— Extracted entries —

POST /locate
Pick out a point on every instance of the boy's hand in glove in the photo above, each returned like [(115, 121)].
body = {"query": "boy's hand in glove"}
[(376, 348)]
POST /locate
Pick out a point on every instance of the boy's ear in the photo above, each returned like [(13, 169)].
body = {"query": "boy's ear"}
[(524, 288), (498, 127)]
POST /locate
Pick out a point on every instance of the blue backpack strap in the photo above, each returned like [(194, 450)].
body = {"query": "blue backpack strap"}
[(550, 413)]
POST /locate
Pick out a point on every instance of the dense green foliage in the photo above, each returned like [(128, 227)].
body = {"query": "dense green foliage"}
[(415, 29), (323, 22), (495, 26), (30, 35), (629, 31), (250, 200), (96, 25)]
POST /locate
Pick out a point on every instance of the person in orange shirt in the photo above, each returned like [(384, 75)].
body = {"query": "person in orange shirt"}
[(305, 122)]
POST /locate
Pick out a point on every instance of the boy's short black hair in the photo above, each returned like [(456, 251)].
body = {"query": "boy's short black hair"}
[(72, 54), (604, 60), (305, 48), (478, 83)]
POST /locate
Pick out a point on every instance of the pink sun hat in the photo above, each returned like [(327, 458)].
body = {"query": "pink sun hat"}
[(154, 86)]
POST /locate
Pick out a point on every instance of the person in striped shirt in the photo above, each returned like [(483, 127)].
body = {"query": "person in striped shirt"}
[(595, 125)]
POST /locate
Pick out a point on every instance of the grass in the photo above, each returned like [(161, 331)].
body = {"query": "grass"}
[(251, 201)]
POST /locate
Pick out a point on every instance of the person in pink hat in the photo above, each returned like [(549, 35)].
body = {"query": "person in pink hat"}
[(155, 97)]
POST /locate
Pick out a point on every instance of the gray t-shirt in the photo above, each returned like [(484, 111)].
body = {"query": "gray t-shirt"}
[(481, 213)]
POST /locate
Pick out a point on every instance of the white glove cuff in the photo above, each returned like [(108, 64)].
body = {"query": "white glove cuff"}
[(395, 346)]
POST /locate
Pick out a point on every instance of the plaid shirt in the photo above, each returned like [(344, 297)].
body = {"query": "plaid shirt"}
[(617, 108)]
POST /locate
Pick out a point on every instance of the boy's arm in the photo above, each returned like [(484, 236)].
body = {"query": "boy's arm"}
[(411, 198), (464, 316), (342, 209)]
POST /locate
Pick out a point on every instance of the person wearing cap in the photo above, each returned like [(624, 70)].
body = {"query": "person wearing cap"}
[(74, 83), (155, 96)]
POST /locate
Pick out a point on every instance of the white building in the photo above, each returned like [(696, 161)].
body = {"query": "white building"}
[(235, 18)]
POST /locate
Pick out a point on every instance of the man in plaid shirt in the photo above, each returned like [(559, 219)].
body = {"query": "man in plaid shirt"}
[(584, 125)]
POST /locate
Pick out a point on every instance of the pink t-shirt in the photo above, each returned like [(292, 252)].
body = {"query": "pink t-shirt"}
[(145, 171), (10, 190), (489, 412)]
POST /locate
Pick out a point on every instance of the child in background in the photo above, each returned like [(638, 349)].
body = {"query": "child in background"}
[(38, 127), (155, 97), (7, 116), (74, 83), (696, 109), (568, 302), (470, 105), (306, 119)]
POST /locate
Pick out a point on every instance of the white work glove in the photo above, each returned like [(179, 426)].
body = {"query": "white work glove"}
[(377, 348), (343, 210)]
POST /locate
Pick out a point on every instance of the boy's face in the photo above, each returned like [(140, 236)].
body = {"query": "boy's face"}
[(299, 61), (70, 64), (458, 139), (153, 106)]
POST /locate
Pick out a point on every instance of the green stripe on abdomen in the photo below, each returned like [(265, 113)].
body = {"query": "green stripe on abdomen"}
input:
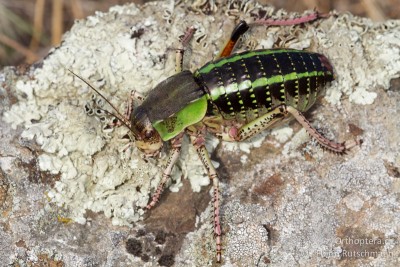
[(260, 80)]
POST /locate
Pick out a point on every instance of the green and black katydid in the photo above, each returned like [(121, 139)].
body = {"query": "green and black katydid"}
[(234, 97)]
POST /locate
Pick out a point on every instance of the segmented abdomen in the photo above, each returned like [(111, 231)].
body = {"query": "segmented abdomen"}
[(251, 83)]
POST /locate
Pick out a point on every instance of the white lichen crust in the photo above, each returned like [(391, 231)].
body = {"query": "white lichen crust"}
[(133, 48)]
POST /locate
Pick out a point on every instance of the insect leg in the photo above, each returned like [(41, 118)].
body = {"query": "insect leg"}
[(323, 141), (184, 41), (258, 125), (199, 143), (174, 155)]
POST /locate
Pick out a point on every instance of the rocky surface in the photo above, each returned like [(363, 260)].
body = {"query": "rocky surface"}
[(69, 196)]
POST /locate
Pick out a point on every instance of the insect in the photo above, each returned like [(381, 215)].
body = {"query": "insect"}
[(234, 97)]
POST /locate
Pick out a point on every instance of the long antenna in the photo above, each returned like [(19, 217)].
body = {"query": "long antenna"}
[(119, 116)]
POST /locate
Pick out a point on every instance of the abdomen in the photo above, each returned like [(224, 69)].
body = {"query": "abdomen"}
[(249, 84)]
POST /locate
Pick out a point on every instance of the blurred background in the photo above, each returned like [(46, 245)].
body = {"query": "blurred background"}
[(29, 28)]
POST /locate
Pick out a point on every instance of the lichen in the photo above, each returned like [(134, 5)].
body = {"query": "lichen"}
[(136, 51)]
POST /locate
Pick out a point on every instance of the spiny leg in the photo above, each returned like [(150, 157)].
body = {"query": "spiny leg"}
[(174, 155), (323, 141), (198, 142), (278, 114), (184, 42), (238, 31)]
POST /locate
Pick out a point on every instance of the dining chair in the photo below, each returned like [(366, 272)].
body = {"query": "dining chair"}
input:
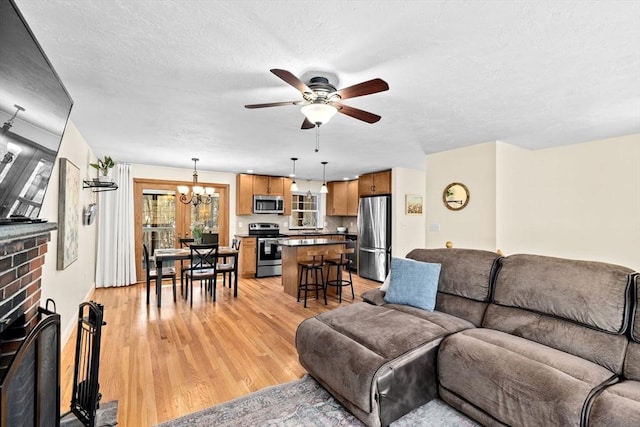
[(184, 265), (202, 267), (152, 273), (228, 268)]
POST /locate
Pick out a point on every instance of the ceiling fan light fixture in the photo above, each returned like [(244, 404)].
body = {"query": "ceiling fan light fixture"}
[(319, 113), (294, 186), (324, 188)]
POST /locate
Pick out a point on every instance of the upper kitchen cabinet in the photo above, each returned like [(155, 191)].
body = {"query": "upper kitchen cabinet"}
[(261, 185), (244, 194), (342, 199), (287, 195), (374, 184), (268, 185), (352, 198)]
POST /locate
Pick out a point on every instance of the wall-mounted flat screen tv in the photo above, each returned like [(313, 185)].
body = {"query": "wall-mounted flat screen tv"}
[(34, 109)]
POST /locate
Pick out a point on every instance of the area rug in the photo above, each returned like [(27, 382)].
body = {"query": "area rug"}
[(304, 403)]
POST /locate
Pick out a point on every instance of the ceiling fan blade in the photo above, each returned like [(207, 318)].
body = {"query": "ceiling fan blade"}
[(307, 124), (273, 104), (364, 88), (291, 79), (356, 113)]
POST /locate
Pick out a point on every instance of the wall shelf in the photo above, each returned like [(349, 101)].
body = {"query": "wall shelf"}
[(98, 186)]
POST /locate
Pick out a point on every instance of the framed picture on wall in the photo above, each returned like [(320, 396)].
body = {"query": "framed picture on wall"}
[(68, 213), (413, 204)]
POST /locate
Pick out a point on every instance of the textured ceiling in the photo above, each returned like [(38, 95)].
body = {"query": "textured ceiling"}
[(158, 82)]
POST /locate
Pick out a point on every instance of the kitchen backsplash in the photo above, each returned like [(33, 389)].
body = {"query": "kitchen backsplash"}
[(330, 222)]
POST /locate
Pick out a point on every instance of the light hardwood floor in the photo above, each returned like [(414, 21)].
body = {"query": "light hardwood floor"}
[(163, 363)]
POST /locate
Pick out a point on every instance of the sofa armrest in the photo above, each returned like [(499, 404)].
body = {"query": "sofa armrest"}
[(374, 296)]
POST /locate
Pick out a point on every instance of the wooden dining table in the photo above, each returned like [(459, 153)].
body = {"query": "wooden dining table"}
[(164, 256)]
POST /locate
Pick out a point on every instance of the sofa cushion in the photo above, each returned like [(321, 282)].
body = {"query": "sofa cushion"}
[(617, 405), (517, 381), (347, 347), (464, 272), (632, 362), (635, 321), (413, 283), (605, 349), (594, 294)]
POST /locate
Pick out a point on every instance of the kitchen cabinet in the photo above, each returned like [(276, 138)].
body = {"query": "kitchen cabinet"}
[(374, 184), (247, 257), (352, 198), (264, 185), (342, 199), (249, 185), (244, 194), (337, 198), (287, 195)]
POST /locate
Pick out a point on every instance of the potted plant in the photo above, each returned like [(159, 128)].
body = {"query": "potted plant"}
[(103, 166)]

— Your objective —
How many lines in the records contain the string "below"? Give the number by itself.

— Task answer —
2